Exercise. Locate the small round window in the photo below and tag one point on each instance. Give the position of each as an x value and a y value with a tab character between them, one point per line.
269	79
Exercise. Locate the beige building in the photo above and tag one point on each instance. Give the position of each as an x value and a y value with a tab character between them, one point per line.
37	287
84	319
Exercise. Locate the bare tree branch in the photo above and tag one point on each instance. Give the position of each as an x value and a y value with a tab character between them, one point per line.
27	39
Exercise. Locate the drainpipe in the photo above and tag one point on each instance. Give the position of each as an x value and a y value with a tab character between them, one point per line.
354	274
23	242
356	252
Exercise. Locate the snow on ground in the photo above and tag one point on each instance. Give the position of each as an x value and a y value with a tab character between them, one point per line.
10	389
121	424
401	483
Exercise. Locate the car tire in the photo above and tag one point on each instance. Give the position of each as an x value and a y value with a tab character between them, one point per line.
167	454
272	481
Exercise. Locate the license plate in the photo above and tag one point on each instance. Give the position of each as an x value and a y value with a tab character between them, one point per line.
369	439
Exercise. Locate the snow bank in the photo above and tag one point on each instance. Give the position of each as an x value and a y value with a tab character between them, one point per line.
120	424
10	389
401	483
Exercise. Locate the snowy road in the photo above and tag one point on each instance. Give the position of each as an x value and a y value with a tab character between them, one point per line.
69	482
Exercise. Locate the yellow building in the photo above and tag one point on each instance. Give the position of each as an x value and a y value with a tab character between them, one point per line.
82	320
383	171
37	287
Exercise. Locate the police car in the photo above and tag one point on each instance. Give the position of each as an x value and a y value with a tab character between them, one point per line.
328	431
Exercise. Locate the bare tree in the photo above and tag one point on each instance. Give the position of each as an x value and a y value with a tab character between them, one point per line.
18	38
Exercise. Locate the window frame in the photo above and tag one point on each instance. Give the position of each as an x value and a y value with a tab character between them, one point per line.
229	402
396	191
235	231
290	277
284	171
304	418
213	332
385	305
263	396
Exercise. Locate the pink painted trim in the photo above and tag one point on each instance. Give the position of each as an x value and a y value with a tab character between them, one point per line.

◆ Problem to work on ◆
Quote each line above in full, word for word.

◆ Task output ◆
Exercise. Locate the small round window in the photo below and tag one point on each instance. Give the position of each as an x value and a y value with a tab character between them, one point per line.
269	79
Exercise. Locate the beige building in the photo above and tag one point on each instance. Give the position of each as an x value and a y value with a tab character between them, one point per line.
37	287
84	319
Exercise. Locate the bare tree branch in the photo above and tag one point on each instance. Give the position of each as an x value and a y value with a tab character between them, one point per line.
27	39
Exercise. Locate the drainpipe in the photo above and tag one point on each instance. Give the position of each as an x value and a y value with a tab character between them, one point per line.
354	274
23	242
356	252
Exercise. Locate the snow on ground in the photo above and tag one point on each instance. Give the position of each as an x value and a y value with a tab character between them, one point per line.
10	389
121	424
401	483
Exercise. Locate the car tire in the photo above and tag one point on each instance. Give the position of each as an x value and a y value with a tab character between them, one point per line.
167	454
272	481
Exercise. Locate the license plate in the photo above and tag one point on each instance. Give the position of each as an x value and a y value with a tab character between them, one point per line.
369	439
Exercise. Locate the snow bank in the photo above and tag one point on each instance. Give the position of each as an x value and a y value with a tab character between them, one point per line.
120	424
10	389
401	483
Exercise. Locate the snowy road in the photo above and tag one point on each instance. Give the position of each as an x value and a y value with a tab character between them, one point per line.
69	482
Exercise. Locate the yellow building in the photo above and tag one point on each instance. Give the position of each as an x value and a y value with a tab character between them, one point per line.
82	320
383	171
37	287
Exercise. Locate the police car in the photo above and tag one point on each instance. Give the position of each as an x value and a y value with a tab character between them, one point per line.
328	431
Exercise. Locate the bare tree in the photo above and tag one point on each instance. Give the position of each as an x value and a y value with a tab character between them, one point per line.
18	38
Exercise. Locate the window frame in the photo above and tag one point on each instance. Give the position of each as an x value and a y value with a tab character between them, one point per line.
229	402
396	191
235	231
290	277
284	171
304	418
213	332
385	305
263	396
Exercise. Locate the pink painted trim in the photo above and tag one point on each instance. Give the position of each as an x value and a y value with a tab character between them, one point per line.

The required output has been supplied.